#### Extract to read ####

If you enjoy snorkeling, you must treat yourself to go swimming with sea turtles. Snorkeling with sea turtles in their natural habitat is a magical experience. There’s something otherworldly about swimming with sea turtles in the wild. Luckily, you can swim with sea turtles all over the globe as they’re some of the most widespread marine life. Sea turtles are also one of the most ancient species – they’ve existed for over 150 million years.
There are seven species of sea turtles around the world — sadly, all are vulnerable or endangered. They are the green sea turtle, loggerhead turtle, hawksbill turtle, olive ridley turtle, leatherback turtle, flatback turtle and kemp’s ridley turtle.
Sustainable tourism can contribute to sea turtle conservation. Have an ethical experience when swimming with wild sea turtles by keeping the following principles in mind:
– Avoid any sort of interference with wild sea turtles.
– Never feed sea turtles as it curbs their natural instinct to provide for themselves.
– Touching or chasing wild sea turtles is an extremely irresponsible wildlife interaction.
– Report any suspected violations that are exploitative or dangerous for sea turtles.
If you get lucky enough to see a wild sea turtle gracefully gliding through the ocean keep a respectful distance of at least 20-feet. Use an extra-long selfie stick for your underwater camera to take pictures without getting too close to wild sea turtles.
Book snorkeling trips with local tour operators, or even better, with a conservation project. Vet the tour operator in advance to confirm that they limit the number of people on their tours to avoid distressing turtles and that they don’t allow snorkelers to feed or touch sea turtles.
Endangerment of Sea Turtles
There are a number of factors which are leading to the endangerment of this gracious animal. It is important for us to highlight these reasons as we become more aware of the dangers and ways that we can help them.
Entanglement in Fishing Gear
Capture through fishing nets is one of the greatest threats to sea turtles as around 40% of all animals caught in fishing nets are discarded as waste.
Marine mammals including sea turtles as wella s seabirds and other species are caught, and then discarded, usually already dead. Sometimes, sea turtles are released from the fishing net out into the waters, but often with severe injuries.

#### The data ####

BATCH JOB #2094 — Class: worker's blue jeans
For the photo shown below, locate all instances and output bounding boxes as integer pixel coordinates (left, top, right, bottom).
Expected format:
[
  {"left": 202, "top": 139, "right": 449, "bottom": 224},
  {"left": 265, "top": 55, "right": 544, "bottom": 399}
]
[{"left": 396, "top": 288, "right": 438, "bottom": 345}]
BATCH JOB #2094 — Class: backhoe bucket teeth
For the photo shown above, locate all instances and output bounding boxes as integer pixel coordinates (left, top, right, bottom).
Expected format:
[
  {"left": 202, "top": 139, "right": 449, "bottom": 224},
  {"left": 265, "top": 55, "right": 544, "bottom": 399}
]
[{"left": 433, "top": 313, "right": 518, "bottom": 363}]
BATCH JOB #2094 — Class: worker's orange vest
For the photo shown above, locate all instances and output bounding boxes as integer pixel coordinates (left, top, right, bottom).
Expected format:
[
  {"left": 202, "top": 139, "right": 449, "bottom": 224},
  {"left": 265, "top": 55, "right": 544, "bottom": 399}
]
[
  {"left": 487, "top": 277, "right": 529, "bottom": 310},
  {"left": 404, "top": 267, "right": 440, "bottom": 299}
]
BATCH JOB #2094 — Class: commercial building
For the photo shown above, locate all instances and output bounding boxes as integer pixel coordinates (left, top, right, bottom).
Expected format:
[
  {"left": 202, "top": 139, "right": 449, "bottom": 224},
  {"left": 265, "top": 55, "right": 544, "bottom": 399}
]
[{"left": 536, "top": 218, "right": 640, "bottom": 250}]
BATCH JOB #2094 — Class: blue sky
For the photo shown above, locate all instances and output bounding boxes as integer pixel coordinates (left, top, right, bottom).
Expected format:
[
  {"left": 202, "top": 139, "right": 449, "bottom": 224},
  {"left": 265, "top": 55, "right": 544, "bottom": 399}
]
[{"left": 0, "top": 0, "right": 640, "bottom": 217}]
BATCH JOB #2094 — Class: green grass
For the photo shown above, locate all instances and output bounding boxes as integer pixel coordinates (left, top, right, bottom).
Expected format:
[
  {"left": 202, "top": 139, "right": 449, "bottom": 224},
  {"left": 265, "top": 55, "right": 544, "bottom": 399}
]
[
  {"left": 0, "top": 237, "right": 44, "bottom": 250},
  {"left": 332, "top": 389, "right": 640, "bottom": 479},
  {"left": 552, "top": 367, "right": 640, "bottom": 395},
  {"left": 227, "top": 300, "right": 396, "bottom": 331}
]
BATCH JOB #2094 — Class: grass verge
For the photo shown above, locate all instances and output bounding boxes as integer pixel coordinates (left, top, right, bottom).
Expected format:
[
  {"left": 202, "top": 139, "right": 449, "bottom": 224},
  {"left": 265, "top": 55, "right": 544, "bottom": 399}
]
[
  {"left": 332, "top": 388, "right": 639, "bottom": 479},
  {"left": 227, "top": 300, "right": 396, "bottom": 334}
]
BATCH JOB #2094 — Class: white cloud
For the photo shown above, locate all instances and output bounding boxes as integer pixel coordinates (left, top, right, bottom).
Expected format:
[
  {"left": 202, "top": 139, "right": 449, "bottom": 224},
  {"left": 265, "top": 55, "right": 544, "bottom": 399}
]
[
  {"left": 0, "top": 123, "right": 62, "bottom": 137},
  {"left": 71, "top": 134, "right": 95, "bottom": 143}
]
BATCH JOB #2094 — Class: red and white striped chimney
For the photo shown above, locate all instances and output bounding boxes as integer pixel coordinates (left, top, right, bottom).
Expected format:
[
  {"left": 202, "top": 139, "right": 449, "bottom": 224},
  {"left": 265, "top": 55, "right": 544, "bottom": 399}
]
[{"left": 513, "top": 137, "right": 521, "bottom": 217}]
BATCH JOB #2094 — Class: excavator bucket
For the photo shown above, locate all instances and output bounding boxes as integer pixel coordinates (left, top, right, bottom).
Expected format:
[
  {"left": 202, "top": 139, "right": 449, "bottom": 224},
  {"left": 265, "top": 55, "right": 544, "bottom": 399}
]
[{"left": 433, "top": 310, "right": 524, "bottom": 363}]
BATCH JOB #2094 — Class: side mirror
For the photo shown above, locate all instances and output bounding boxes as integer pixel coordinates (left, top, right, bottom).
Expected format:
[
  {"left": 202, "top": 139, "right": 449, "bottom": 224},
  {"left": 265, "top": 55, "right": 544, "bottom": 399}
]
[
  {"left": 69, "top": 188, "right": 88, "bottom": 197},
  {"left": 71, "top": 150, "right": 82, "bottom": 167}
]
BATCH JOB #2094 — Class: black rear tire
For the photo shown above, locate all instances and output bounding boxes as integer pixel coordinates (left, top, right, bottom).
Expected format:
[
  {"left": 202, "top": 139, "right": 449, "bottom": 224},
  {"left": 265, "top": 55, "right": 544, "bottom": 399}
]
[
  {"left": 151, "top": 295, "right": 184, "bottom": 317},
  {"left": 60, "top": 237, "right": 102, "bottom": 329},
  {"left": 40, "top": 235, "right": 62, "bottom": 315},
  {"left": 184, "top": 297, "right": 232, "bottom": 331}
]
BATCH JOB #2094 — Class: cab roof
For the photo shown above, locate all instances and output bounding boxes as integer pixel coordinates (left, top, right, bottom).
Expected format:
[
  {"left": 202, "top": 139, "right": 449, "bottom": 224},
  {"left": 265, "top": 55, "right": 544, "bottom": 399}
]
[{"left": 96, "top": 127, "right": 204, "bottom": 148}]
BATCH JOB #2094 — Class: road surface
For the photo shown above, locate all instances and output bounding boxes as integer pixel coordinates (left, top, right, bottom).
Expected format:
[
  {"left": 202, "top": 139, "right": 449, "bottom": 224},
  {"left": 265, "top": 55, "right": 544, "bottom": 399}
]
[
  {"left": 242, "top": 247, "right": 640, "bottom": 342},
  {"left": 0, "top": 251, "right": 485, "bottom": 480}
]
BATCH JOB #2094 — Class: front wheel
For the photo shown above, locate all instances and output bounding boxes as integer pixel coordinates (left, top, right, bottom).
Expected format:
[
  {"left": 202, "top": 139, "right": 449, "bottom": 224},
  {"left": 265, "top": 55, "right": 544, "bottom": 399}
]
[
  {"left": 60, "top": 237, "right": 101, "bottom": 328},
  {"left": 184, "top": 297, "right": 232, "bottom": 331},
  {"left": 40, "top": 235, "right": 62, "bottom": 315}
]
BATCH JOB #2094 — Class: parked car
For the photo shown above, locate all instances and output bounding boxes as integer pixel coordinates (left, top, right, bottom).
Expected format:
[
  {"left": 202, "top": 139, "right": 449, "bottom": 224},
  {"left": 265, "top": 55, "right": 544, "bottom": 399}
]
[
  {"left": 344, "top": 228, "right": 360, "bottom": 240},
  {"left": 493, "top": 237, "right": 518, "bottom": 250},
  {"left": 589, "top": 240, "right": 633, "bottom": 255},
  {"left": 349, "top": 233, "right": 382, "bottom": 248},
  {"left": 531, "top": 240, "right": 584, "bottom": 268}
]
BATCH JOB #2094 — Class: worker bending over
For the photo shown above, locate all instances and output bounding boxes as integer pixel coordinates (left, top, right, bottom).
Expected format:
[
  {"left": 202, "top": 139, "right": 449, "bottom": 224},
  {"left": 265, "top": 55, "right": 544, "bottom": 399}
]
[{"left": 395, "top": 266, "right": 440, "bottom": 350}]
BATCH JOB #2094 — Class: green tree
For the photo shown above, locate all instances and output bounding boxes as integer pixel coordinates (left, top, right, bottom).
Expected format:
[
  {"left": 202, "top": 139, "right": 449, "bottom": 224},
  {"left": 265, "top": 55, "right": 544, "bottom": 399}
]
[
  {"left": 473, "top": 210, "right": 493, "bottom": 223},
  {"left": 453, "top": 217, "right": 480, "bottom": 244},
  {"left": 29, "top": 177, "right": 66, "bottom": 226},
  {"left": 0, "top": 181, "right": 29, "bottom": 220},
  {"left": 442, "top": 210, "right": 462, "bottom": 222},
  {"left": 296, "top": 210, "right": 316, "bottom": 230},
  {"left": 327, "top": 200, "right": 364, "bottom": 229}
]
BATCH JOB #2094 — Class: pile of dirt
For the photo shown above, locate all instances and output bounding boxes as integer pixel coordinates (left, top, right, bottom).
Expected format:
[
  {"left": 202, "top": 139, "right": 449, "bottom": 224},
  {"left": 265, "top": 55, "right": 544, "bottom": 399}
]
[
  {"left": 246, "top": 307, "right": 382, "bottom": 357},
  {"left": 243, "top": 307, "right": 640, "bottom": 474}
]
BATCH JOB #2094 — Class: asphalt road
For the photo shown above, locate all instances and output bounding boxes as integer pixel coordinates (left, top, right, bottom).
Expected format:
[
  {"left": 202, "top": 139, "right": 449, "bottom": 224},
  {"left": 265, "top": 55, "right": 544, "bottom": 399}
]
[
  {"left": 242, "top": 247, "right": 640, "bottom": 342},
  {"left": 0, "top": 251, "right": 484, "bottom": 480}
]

####

Task list
1. Count the lines in the records that contain the word "green", treating uppercase and lowercase as different, and give only the number.
2. Carry on the text about snorkeling with sea turtles from the point where it stops.

Per-task answers
1. 2

2.
Sea turtles are often attracted to the bait and then get caught and trapped in the hooks, or become entangled in the fishing nets.
Consumption of Turtle eggs and meat
Despite there being legislation protecting sea turtles and their eggs in the majority of countries, there is an ongoing illegal trade of eggs, meat and shells of turtles. In some countries, sea turtles are considered as a delicacy, meaning that locals who poach and sell them are able to earn an income.
Therefore, it is imperative that local communities are able to find other means of earning money that do not threaten this beautiful species.
Coastal Development: Swim with sea turtles?
Coastal Development comprises a number of human activities which threaten the existence of this species. For instance: the development and construction of homes, hotels and roads. In addition, oil platform construction as well as seawall construction can all threaten the habitat for sea turtles and their hatchlings.
The increased level of human activity over the last years has meant increased levels of pollution, objects on the beach as well as unnatural erosion of beaches.
A more specific example of how coastal development is threatening sea turtles’ chances of survival is that sea turtle hatchlings are guided to the ocean at night. But, beachfront lighting will cause hatchlings to become confused when they emerge from their eggs, leading them towards the road where they may not survive.
This danger may be having the biggest threat on the sea turtles as well as other marine life. For instance: sea level rises are already causing the loss of beach and nesting habitat as well as extreme weather conditions which mean there are more severe storms which impact the nesting beaches and cause beach erosion.
Also, warming ocean temperatures influence the way that sea turtles swim from feeding to breeding zones. This means that we can find more southerly species being found in more northerly regions.
It is vital that we understand some of the dangers facing sea turtles today, so that we have the education available in order to try to contribute to more positive developments for sea turtles as well as other marine life.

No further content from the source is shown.